## [TASK SET]
1) Rewrite the wildwater boat text from "Training in capsizing" through "(31.5 in) wide.", putting "across" in place of "wide" each time it appears.
2) Pick up the text on wildwater racing boats right after its final sentence and keep writing.

## [READING TEXT]
Training in capsizing the kayak and turning the kayak over and emerging from the water using a paddle

- Wildwater solo kayaks (K1) are 4.5 m (14 ft 9 in) long and 60 cm (23.6 in) wide;
- Wildwater solo canoes (C-1) are 4.3 m (14 ft 1 in) long and 70 cm (27.5 in) wide;
- Wildwater tandem canoes (C-2) are 5 m (16 ft 5 in) long and 80 cm (31.5 in) wide.

The boats all have a rounded hull profile, making them fast but unstable and hard to turn. Rather than using wide sweep strokes to turn the boat, the paddler tilts the boat to one side, utilizing its curved profile to effect the turn in a manner similar to "carving a turn" in skiing. Two "wings" (flaring protrusions near the stern hull) meet the minimum width required by racing rules and add secondary stability, as well as enhancing the effect of carving a turn. When the boat is under way, most of each wing will be above the waterline so as to minimize drag. The use of kevlar, carbon fiber, and glass-reinforced plastic construction has substantially reduced the weight of wildwater boats, while improving stiffness. The top part (the deck) and the bottom (the hull) are molded separately and then bonded together using kevlar or glass cloth strips and epoxy or polyester resin. A boat can be made in 2 to 3 days, but without an oven can take weeks to cure fully.

## [SOURCE MATERIAL]
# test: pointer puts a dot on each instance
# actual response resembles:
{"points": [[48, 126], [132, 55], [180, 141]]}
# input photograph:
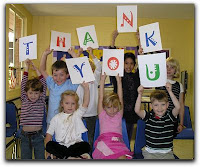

## [RESULTS IN ORDER]
1)
Training in capsizing the kayak and turning the kayak over and emerging from the water using a paddle

- Wildwater solo kayaks (K1) are 4.5 m (14 ft 9 in) long and 60 cm (23.6 in) across;
- Wildwater solo canoes (C-1) are 4.3 m (14 ft 1 in) long and 70 cm (27.5 in) across;
- Wildwater tandem canoes (C-2) are 5 m (16 ft 5 in) long and 80 cm (31.5 in) across.

2)
Before glass-reinforced plastic boats, the common racing craft was the folding kayak, usually composed of a wooden frame covered with canvas.

Competitors are also required to wear an appropriate whitewater helmet and PFD and River shoes or booties and flotation bags for their boats.

==Training and racing==
Racers paddle down a course along the fastest jets of water. In order to go fast, they follow the edges of wave trains and hold as straight a line as possible down the river. If it is unclear which line is fastest, two paddlers simultaneously float the different options and see which boat moves ahead. Because of the high speeds, racers frequently run a river two or three times a day when training for a race.

Some racers practice on rivers if they are lucky to live near one. Usually they will paddle 5–10 miles a day, five to six days a week. Others practice on lakes or flatwater rivers. In northern areas rivers and lakes freeze, so racers sometimes train in an indoor pool, lift weights, run or do Cross-country skiing. When the rivers and lakes become free of ice then training is resumed outdoors.

==Rivers==
Popular whitewater racing courses in Scotland include Grandtully and Stanley on the River Tay. Whitewater racing courses in England include the Washburn and the Tees. Popular whitewater racing courses in Wales include the Tryweryn, and the Dee.

In the United States, races take place throughout the Southeast, Northeast, Northwest, and Western states; rivers there include the Nantahala and Pigeon in North Carolina and the Ocoee in Tennessee. There are also well-attended annual races on West Virginia's Cheat and Gauley rivers, Maryland's Potomac and Youghiogheny ("Yough") rivers, as well as on Colorado's Arkansas for the annual Fibark Festival which has the oldest continually run downriver/wildwater race in the USA.

Rivers in Europe that have held international races include the Isère in Bourg St Maurice, France, the Loisach in Garmisch-Partenkirchen, Germany, the Liffey in Ireland and the Teplá in Karlovy Vary, Czech Republic.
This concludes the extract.